BEGIN Record list

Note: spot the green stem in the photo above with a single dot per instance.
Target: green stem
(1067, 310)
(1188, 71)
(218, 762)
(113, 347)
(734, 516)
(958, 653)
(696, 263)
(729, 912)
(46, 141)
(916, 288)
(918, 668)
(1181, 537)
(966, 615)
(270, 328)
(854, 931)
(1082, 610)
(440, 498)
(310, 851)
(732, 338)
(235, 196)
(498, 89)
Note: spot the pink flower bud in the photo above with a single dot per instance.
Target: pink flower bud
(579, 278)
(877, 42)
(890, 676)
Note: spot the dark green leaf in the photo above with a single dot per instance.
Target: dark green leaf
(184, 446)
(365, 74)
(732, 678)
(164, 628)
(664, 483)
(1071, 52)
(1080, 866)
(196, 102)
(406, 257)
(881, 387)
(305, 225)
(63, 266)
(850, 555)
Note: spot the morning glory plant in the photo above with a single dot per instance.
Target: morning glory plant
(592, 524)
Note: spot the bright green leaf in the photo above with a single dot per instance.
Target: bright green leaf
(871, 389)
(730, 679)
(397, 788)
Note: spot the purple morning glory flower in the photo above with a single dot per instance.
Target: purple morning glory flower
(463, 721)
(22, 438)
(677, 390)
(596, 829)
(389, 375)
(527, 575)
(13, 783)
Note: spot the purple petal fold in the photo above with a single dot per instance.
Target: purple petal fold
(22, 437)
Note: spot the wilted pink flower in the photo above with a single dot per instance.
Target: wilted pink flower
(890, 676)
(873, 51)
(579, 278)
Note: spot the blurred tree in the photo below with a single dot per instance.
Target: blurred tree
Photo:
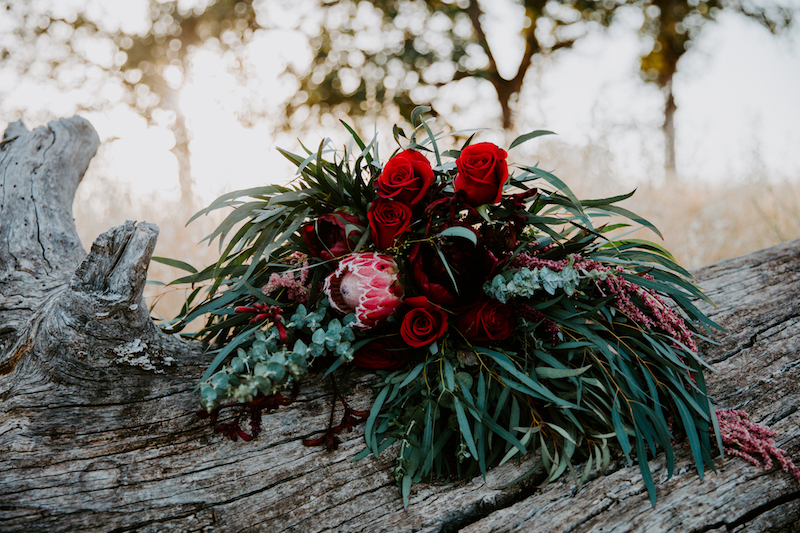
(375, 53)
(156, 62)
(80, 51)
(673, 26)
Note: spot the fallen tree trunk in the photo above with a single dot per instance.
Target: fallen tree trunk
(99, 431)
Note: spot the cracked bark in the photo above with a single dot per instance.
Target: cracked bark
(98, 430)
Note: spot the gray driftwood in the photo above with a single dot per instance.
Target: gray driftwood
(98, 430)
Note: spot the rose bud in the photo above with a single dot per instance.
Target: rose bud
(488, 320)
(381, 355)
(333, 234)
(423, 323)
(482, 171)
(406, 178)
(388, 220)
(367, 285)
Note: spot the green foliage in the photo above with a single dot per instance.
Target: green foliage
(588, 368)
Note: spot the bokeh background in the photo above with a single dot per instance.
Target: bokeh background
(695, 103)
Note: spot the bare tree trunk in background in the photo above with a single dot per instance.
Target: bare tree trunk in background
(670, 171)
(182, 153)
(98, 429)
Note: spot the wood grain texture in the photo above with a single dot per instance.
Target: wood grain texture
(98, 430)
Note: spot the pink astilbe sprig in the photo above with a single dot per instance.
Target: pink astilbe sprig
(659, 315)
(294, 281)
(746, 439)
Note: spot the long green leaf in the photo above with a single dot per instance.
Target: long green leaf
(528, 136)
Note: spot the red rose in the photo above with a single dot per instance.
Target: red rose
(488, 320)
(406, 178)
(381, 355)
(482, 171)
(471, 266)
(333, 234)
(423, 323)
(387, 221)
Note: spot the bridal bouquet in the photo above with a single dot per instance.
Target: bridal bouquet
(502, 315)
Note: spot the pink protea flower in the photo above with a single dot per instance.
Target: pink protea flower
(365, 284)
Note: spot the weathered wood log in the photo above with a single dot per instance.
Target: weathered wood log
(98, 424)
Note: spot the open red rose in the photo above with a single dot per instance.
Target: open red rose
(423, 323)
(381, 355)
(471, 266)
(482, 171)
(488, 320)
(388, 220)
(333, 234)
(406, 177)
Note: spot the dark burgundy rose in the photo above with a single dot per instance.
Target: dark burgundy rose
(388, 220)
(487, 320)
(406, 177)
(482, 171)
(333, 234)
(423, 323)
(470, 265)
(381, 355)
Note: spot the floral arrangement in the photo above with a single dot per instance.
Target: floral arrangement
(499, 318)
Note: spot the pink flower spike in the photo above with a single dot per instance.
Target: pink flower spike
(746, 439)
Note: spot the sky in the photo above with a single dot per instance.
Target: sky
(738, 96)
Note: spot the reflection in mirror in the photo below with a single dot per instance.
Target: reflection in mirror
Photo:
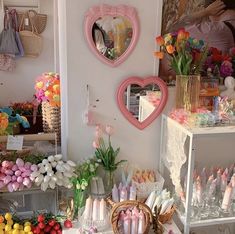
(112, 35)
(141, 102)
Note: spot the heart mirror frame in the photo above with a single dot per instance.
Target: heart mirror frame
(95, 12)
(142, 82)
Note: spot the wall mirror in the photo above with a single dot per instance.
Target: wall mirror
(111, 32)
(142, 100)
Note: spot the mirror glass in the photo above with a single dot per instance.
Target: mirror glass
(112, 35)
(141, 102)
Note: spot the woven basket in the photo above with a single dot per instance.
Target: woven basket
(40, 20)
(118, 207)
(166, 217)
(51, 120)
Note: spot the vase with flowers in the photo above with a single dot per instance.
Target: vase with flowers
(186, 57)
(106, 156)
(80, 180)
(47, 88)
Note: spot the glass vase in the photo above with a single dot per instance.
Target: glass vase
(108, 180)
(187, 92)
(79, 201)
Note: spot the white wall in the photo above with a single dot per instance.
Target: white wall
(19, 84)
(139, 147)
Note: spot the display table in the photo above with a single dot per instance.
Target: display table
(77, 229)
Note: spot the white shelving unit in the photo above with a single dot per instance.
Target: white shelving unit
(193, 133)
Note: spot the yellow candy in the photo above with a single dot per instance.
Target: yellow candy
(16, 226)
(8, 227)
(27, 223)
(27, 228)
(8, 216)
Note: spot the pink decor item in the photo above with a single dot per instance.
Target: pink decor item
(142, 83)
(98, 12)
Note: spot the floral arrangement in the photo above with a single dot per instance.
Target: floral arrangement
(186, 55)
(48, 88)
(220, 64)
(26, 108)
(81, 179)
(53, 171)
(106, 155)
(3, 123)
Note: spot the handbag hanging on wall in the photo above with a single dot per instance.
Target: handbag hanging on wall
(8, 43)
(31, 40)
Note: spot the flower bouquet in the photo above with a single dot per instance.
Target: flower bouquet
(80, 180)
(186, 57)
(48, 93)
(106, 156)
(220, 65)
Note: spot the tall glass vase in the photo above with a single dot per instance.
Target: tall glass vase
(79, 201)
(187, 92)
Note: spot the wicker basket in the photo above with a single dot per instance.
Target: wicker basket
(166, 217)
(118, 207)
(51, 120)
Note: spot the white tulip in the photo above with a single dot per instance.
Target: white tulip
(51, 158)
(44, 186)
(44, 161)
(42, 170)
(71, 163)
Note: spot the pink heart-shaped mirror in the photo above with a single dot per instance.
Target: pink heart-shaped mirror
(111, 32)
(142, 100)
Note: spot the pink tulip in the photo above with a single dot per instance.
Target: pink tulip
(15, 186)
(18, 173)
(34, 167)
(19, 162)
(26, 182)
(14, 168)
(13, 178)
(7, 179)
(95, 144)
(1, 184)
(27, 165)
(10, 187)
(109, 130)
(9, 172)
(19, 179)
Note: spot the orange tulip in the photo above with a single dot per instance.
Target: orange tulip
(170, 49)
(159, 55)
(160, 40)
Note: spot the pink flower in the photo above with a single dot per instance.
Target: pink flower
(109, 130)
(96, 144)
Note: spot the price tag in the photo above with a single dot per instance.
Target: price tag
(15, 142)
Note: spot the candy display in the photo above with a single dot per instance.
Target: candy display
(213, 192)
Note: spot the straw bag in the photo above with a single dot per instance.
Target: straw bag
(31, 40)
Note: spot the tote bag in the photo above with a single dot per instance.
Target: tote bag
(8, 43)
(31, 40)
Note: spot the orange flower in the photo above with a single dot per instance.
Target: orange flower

END Record list
BEGIN Record list

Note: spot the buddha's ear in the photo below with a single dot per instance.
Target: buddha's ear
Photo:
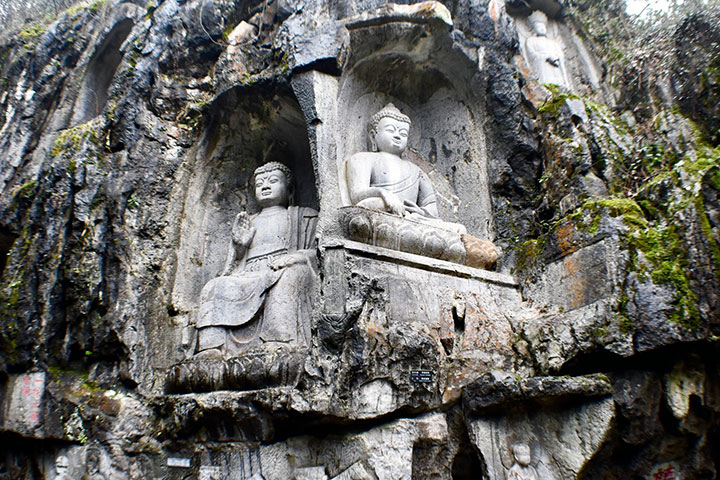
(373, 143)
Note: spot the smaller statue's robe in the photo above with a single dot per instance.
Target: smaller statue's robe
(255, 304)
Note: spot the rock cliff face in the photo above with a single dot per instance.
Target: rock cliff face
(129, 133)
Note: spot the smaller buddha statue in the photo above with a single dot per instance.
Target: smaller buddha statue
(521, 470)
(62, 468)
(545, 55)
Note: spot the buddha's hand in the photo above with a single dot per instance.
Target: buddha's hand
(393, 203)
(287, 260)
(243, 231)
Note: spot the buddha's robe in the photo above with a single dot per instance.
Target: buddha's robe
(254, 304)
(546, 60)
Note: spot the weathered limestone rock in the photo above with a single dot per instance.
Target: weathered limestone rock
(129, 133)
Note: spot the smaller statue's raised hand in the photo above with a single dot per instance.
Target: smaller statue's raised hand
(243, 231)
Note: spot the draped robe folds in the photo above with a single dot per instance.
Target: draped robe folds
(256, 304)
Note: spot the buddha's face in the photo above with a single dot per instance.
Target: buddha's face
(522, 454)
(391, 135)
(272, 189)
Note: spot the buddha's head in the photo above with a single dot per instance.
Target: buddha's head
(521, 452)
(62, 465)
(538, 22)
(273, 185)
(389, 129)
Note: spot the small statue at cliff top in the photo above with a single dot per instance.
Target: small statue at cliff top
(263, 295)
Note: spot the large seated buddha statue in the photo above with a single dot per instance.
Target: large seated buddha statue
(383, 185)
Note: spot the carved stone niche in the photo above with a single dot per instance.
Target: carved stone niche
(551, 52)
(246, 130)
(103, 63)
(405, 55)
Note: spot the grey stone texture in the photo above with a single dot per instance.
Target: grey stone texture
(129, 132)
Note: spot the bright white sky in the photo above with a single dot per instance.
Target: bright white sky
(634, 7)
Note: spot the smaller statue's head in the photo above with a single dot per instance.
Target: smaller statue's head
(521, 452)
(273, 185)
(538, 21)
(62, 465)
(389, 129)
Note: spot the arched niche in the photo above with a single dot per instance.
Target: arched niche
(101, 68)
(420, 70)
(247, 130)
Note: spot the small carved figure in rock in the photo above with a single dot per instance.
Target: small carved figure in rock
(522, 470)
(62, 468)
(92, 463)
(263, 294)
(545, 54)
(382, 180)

END Record list

## Task brief
Locate every line in the rows above that contains the string "price", matching case, and copy each of those lines.

## Solved problem
Note: spot the price tag in the photo above with a single dot per instance.
Target: price tag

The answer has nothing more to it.